----- Passage shown -----

I don't think ACT (unlike MPC) have an explicit use case for different embodiment. Or what do you mean by two different instances? Two different tasks /arm/robots? Their recent work (Octo policy or something) wasn't even that convincing in that evaluation.

But as you're a fellow Robot Learning (BC/LfD I'm assuming) practitioner, in the field of BC (Not IRL) what have been the more robust method for your case?

polygamous_bat · 2024-03-17T16:51:25.000000Z

> I don't think ACT (unlike MPC) have an explicit use case for different embodiment. Or what do you mean by two different instances?

I mean two different Aloha setups (2 x 2x WidowX) in the same lab. This is the very minimal level of "generalization" you may expect, barely enough to be called generalization, but still, the learned policy seems to overfit to the individual robot's joint space quirks.

> in the field of BC (Not IRL) what have been the more robust method for your case?

Different things for different definitions of robust. What's your definition?

alsodumb · 2024-03-17T14:38:06.000000Z

You're absolutely right about ACT. What are your thoughts on diffusion policy line of work? In my personal experience, I found it way more robust than ACT. Have you had a chance to try it?

polygamous_bat · 2024-03-17T16:54:42.000000Z

> What are your thoughts on diffusion policy line of work?

It's been interesting, for sure! More robust than ACT as long as you are not using action chunking (has the same problem as ACT). Downside is, it can be too slow/require too much data to train. I have a sneaking suspicion that at that scale of data even visual nearest neighbor stuff would be similarly robust.

----- Material supplied -----

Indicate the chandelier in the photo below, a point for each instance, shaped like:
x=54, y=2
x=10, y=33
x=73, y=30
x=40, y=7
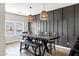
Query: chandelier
x=44, y=14
x=30, y=17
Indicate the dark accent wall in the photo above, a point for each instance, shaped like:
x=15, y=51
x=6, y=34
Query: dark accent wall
x=63, y=22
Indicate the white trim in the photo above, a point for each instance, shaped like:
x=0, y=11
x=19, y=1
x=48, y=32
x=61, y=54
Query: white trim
x=63, y=47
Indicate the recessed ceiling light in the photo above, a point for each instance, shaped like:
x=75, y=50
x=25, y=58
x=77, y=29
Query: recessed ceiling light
x=19, y=12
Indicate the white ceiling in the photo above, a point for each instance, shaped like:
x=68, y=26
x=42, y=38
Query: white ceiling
x=23, y=8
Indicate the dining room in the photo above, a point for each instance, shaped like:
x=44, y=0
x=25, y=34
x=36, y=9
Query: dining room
x=41, y=29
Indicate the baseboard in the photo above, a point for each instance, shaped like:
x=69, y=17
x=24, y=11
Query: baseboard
x=63, y=47
x=11, y=42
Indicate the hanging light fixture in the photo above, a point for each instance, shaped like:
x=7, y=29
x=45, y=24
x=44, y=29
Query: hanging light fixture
x=44, y=14
x=30, y=17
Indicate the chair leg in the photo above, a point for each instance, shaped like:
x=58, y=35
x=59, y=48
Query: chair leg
x=39, y=51
x=35, y=51
x=54, y=46
x=20, y=46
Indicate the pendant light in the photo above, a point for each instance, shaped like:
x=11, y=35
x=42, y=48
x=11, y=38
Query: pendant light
x=44, y=14
x=30, y=17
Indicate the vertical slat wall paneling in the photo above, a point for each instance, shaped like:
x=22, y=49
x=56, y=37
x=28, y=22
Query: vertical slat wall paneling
x=44, y=26
x=41, y=25
x=55, y=23
x=50, y=15
x=51, y=22
x=38, y=22
x=62, y=22
x=69, y=14
x=59, y=24
x=77, y=20
x=49, y=18
x=64, y=43
x=48, y=24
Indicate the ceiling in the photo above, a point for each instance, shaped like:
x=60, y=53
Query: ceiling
x=23, y=8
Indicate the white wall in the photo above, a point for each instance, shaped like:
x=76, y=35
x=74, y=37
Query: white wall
x=18, y=18
x=2, y=29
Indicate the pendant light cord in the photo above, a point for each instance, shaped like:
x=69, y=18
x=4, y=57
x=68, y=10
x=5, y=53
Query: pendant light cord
x=44, y=6
x=30, y=9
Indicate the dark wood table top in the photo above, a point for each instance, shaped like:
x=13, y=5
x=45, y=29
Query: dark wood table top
x=46, y=37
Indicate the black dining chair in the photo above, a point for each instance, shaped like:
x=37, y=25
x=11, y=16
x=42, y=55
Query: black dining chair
x=22, y=42
x=75, y=50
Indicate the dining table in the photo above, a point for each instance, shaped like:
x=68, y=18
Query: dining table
x=44, y=38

-----

Work item A:
Say whether each statement agrees with the robot learning thread. Answer yes or no for each, and quote the words from the thread that decide it.
(i) polygamous_bat's two Aloha setups are in the same lab.
(ii) polygamous_bat says diffusion policy with action chunking avoids ACT's problem.
(iii) alsodumb found diffusion policy less robust than ACT.
Work item B:
Reproduce the part of the robot learning thread starting with "polygamous_bat · 2024-03-17T16:51:25.000000Z" and going on through "chance to try it?", word for word.
Work only from the robot learning thread, not from the entries.

Solution A:
(i) Yes: "I mean two different Aloha setups (2 x 2x WidowX) in the same lab."
(ii) No: "More robust than ACT as long as you are not using action chunking (has the same problem as ACT)."
(iii) No: "In my personal experience, I found it way more robust than ACT."

Solution B:
polygamous_bat · 2024-03-17T16:51:25.000000Z

> I don't think ACT (unlike MPC) have an explicit use case for different embodiment. Or what do you mean by two different instances?

I mean two different Aloha setups (2 x 2x WidowX) in the same lab. This is the very minimal level of "generalization" you may expect, barely enough to be called generalization, but still, the learned policy seems to overfit to the individual robot's joint space quirks.

> in the field of BC (Not IRL) what have been the more robust method for your case?

Different things for different definitions of robust. What's your definition?

alsodumb · 2024-03-17T14:38:06.000000Z

You're absolutely right about ACT. What are your thoughts on diffusion policy line of work? In my personal experience, I found it way more robust than ACT. Have you had a chance to try it?